- _Problem statement_
Pick out each line of the data below that contains the word "vertical", and copy those lines.

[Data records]
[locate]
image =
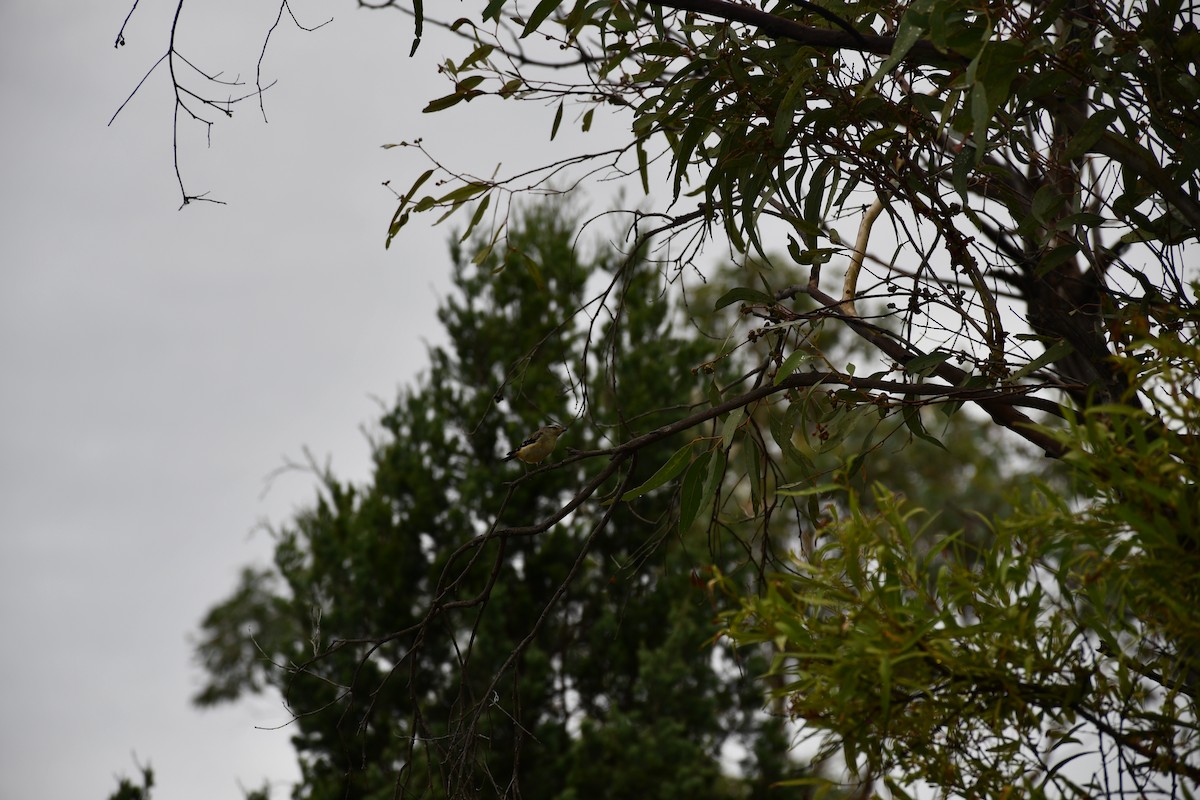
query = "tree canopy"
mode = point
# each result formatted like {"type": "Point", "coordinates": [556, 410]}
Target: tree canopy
{"type": "Point", "coordinates": [1000, 204]}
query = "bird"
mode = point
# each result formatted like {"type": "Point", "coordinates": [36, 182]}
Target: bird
{"type": "Point", "coordinates": [539, 445]}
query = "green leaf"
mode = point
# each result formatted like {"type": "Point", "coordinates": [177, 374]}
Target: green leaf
{"type": "Point", "coordinates": [538, 16]}
{"type": "Point", "coordinates": [691, 493]}
{"type": "Point", "coordinates": [913, 422]}
{"type": "Point", "coordinates": [816, 488]}
{"type": "Point", "coordinates": [643, 167]}
{"type": "Point", "coordinates": [558, 120]}
{"type": "Point", "coordinates": [907, 35]}
{"type": "Point", "coordinates": [1059, 349]}
{"type": "Point", "coordinates": [714, 476]}
{"type": "Point", "coordinates": [730, 426]}
{"type": "Point", "coordinates": [443, 103]}
{"type": "Point", "coordinates": [477, 216]}
{"type": "Point", "coordinates": [981, 119]}
{"type": "Point", "coordinates": [1090, 132]}
{"type": "Point", "coordinates": [925, 364]}
{"type": "Point", "coordinates": [791, 364]}
{"type": "Point", "coordinates": [669, 470]}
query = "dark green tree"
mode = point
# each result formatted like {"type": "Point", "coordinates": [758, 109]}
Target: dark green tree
{"type": "Point", "coordinates": [1001, 202]}
{"type": "Point", "coordinates": [447, 629]}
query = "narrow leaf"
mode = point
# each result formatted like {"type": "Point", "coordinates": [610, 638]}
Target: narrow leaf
{"type": "Point", "coordinates": [669, 470]}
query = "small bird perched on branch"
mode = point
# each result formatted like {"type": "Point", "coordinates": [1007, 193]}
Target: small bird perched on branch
{"type": "Point", "coordinates": [539, 445]}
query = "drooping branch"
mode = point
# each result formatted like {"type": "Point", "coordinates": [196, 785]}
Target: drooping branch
{"type": "Point", "coordinates": [922, 52]}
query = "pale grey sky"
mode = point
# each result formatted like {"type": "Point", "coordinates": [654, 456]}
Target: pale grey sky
{"type": "Point", "coordinates": [157, 364]}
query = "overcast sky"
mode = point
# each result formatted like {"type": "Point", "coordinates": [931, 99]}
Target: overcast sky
{"type": "Point", "coordinates": [157, 364]}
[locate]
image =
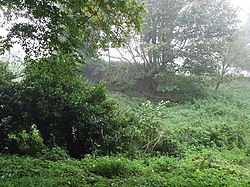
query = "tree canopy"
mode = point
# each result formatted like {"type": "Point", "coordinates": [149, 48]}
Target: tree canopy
{"type": "Point", "coordinates": [187, 36]}
{"type": "Point", "coordinates": [72, 27]}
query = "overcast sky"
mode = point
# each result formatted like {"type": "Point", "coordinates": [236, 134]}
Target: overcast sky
{"type": "Point", "coordinates": [244, 6]}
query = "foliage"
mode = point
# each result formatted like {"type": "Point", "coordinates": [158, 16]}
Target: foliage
{"type": "Point", "coordinates": [54, 154]}
{"type": "Point", "coordinates": [66, 110]}
{"type": "Point", "coordinates": [69, 27]}
{"type": "Point", "coordinates": [29, 143]}
{"type": "Point", "coordinates": [203, 168]}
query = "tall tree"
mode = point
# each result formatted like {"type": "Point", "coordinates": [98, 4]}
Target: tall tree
{"type": "Point", "coordinates": [186, 35]}
{"type": "Point", "coordinates": [73, 27]}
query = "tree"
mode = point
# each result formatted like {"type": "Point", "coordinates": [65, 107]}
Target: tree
{"type": "Point", "coordinates": [66, 110]}
{"type": "Point", "coordinates": [186, 36]}
{"type": "Point", "coordinates": [71, 27]}
{"type": "Point", "coordinates": [206, 27]}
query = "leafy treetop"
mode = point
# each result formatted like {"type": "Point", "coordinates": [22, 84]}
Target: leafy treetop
{"type": "Point", "coordinates": [67, 26]}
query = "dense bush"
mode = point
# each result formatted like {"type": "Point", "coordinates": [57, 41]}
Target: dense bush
{"type": "Point", "coordinates": [66, 110]}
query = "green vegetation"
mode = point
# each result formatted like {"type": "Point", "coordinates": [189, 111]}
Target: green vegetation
{"type": "Point", "coordinates": [166, 123]}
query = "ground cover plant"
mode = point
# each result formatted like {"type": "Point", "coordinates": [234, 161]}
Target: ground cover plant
{"type": "Point", "coordinates": [203, 143]}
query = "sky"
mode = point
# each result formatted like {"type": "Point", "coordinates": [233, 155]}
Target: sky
{"type": "Point", "coordinates": [244, 6]}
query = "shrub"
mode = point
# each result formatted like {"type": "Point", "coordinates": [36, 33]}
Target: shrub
{"type": "Point", "coordinates": [66, 109]}
{"type": "Point", "coordinates": [29, 143]}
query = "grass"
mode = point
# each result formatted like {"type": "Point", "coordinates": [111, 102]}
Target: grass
{"type": "Point", "coordinates": [203, 168]}
{"type": "Point", "coordinates": [204, 143]}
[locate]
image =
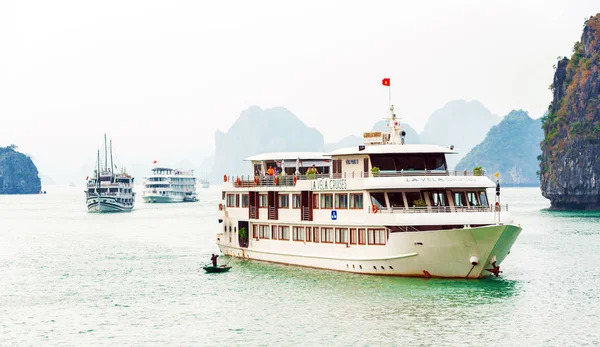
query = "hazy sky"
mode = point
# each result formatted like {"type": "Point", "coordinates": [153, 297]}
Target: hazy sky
{"type": "Point", "coordinates": [161, 76]}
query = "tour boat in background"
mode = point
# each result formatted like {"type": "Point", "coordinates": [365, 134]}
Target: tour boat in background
{"type": "Point", "coordinates": [382, 208]}
{"type": "Point", "coordinates": [167, 185]}
{"type": "Point", "coordinates": [109, 190]}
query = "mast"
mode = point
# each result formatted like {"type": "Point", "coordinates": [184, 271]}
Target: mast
{"type": "Point", "coordinates": [105, 154]}
{"type": "Point", "coordinates": [98, 172]}
{"type": "Point", "coordinates": [111, 163]}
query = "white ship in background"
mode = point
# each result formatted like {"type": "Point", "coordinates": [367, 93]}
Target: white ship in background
{"type": "Point", "coordinates": [383, 208]}
{"type": "Point", "coordinates": [108, 189]}
{"type": "Point", "coordinates": [167, 185]}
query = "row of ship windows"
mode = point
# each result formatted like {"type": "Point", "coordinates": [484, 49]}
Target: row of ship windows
{"type": "Point", "coordinates": [381, 199]}
{"type": "Point", "coordinates": [346, 236]}
{"type": "Point", "coordinates": [110, 190]}
{"type": "Point", "coordinates": [328, 201]}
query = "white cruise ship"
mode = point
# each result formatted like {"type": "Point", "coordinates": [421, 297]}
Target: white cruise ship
{"type": "Point", "coordinates": [107, 190]}
{"type": "Point", "coordinates": [382, 208]}
{"type": "Point", "coordinates": [170, 185]}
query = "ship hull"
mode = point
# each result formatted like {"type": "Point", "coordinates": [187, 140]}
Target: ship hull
{"type": "Point", "coordinates": [443, 253]}
{"type": "Point", "coordinates": [161, 199]}
{"type": "Point", "coordinates": [107, 205]}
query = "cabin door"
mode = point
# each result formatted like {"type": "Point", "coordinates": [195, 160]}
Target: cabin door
{"type": "Point", "coordinates": [253, 205]}
{"type": "Point", "coordinates": [306, 206]}
{"type": "Point", "coordinates": [272, 198]}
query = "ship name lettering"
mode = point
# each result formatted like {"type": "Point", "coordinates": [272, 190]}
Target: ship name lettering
{"type": "Point", "coordinates": [329, 184]}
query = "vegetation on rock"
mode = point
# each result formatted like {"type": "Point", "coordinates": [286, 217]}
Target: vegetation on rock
{"type": "Point", "coordinates": [570, 160]}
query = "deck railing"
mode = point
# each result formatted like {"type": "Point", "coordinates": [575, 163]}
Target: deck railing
{"type": "Point", "coordinates": [289, 180]}
{"type": "Point", "coordinates": [442, 209]}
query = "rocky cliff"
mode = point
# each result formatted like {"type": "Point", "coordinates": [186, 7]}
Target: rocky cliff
{"type": "Point", "coordinates": [570, 161]}
{"type": "Point", "coordinates": [510, 148]}
{"type": "Point", "coordinates": [461, 123]}
{"type": "Point", "coordinates": [258, 131]}
{"type": "Point", "coordinates": [18, 174]}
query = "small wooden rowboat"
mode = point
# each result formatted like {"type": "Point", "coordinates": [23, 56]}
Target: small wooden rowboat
{"type": "Point", "coordinates": [216, 269]}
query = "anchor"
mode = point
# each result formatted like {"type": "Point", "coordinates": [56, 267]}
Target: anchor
{"type": "Point", "coordinates": [495, 270]}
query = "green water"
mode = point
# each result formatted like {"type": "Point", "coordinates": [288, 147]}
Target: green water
{"type": "Point", "coordinates": [72, 278]}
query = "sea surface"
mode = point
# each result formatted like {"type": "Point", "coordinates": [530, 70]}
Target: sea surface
{"type": "Point", "coordinates": [70, 278]}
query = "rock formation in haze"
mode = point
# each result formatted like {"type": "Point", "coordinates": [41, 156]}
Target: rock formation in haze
{"type": "Point", "coordinates": [461, 123]}
{"type": "Point", "coordinates": [18, 174]}
{"type": "Point", "coordinates": [257, 131]}
{"type": "Point", "coordinates": [570, 161]}
{"type": "Point", "coordinates": [511, 148]}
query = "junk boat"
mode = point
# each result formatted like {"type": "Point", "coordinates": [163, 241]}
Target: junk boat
{"type": "Point", "coordinates": [382, 208]}
{"type": "Point", "coordinates": [109, 190]}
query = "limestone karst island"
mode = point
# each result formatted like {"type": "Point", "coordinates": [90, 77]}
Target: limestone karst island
{"type": "Point", "coordinates": [570, 160]}
{"type": "Point", "coordinates": [18, 174]}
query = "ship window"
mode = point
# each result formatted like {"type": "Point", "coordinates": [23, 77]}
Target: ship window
{"type": "Point", "coordinates": [438, 198]}
{"type": "Point", "coordinates": [284, 201]}
{"type": "Point", "coordinates": [378, 199]}
{"type": "Point", "coordinates": [298, 233]}
{"type": "Point", "coordinates": [459, 199]}
{"type": "Point", "coordinates": [341, 235]}
{"type": "Point", "coordinates": [341, 201]}
{"type": "Point", "coordinates": [472, 199]}
{"type": "Point", "coordinates": [353, 236]}
{"type": "Point", "coordinates": [327, 201]}
{"type": "Point", "coordinates": [396, 199]}
{"type": "Point", "coordinates": [356, 201]}
{"type": "Point", "coordinates": [262, 200]}
{"type": "Point", "coordinates": [377, 236]}
{"type": "Point", "coordinates": [296, 201]}
{"type": "Point", "coordinates": [326, 235]}
{"type": "Point", "coordinates": [284, 232]}
{"type": "Point", "coordinates": [412, 198]}
{"type": "Point", "coordinates": [483, 198]}
{"type": "Point", "coordinates": [264, 232]}
{"type": "Point", "coordinates": [362, 236]}
{"type": "Point", "coordinates": [435, 163]}
{"type": "Point", "coordinates": [230, 200]}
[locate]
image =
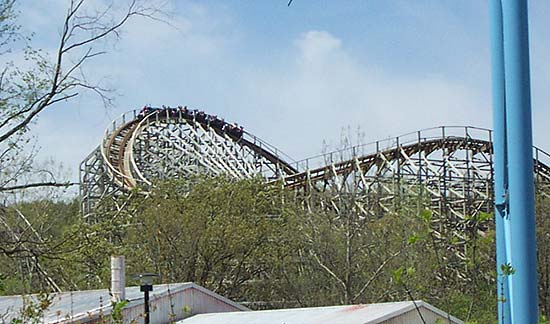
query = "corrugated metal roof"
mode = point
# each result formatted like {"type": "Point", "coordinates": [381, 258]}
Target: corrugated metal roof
{"type": "Point", "coordinates": [354, 314]}
{"type": "Point", "coordinates": [87, 303]}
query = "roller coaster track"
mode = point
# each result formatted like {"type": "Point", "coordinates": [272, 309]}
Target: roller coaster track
{"type": "Point", "coordinates": [452, 164]}
{"type": "Point", "coordinates": [167, 144]}
{"type": "Point", "coordinates": [448, 169]}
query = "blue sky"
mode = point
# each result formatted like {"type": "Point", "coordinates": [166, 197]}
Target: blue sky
{"type": "Point", "coordinates": [297, 76]}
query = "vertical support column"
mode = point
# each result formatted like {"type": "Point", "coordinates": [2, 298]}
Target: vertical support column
{"type": "Point", "coordinates": [520, 161]}
{"type": "Point", "coordinates": [499, 158]}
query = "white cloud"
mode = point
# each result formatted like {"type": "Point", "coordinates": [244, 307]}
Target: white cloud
{"type": "Point", "coordinates": [324, 89]}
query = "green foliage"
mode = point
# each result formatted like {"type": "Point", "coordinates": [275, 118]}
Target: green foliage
{"type": "Point", "coordinates": [33, 309]}
{"type": "Point", "coordinates": [116, 312]}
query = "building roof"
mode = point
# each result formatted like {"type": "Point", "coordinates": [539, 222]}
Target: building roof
{"type": "Point", "coordinates": [68, 307]}
{"type": "Point", "coordinates": [353, 314]}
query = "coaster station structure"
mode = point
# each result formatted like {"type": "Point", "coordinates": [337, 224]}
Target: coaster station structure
{"type": "Point", "coordinates": [448, 169]}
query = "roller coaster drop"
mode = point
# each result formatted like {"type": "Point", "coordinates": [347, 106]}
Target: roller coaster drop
{"type": "Point", "coordinates": [449, 168]}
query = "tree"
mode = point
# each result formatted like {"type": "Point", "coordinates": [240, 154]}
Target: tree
{"type": "Point", "coordinates": [26, 91]}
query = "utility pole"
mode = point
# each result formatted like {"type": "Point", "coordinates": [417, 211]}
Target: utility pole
{"type": "Point", "coordinates": [513, 156]}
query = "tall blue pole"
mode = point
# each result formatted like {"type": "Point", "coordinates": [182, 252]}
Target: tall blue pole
{"type": "Point", "coordinates": [499, 157]}
{"type": "Point", "coordinates": [521, 192]}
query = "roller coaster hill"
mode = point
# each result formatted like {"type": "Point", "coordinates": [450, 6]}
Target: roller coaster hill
{"type": "Point", "coordinates": [449, 167]}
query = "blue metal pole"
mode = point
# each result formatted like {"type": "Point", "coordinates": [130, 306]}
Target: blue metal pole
{"type": "Point", "coordinates": [521, 193]}
{"type": "Point", "coordinates": [499, 157]}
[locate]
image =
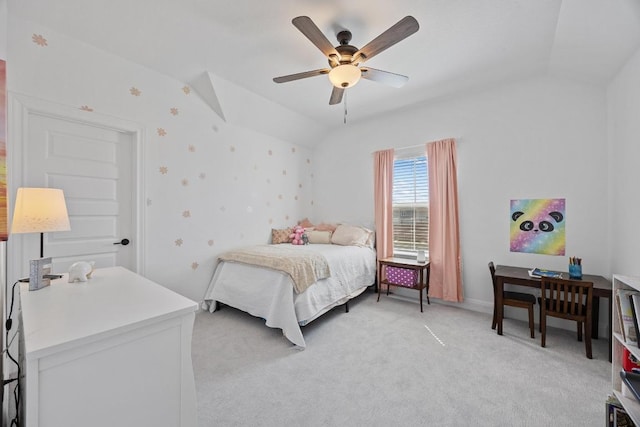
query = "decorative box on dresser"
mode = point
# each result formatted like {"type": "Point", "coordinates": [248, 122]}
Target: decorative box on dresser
{"type": "Point", "coordinates": [625, 396]}
{"type": "Point", "coordinates": [112, 351]}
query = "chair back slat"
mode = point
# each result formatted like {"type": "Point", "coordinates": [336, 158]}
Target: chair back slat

- _The response_
query = "vertical support column"
Target: vertical support column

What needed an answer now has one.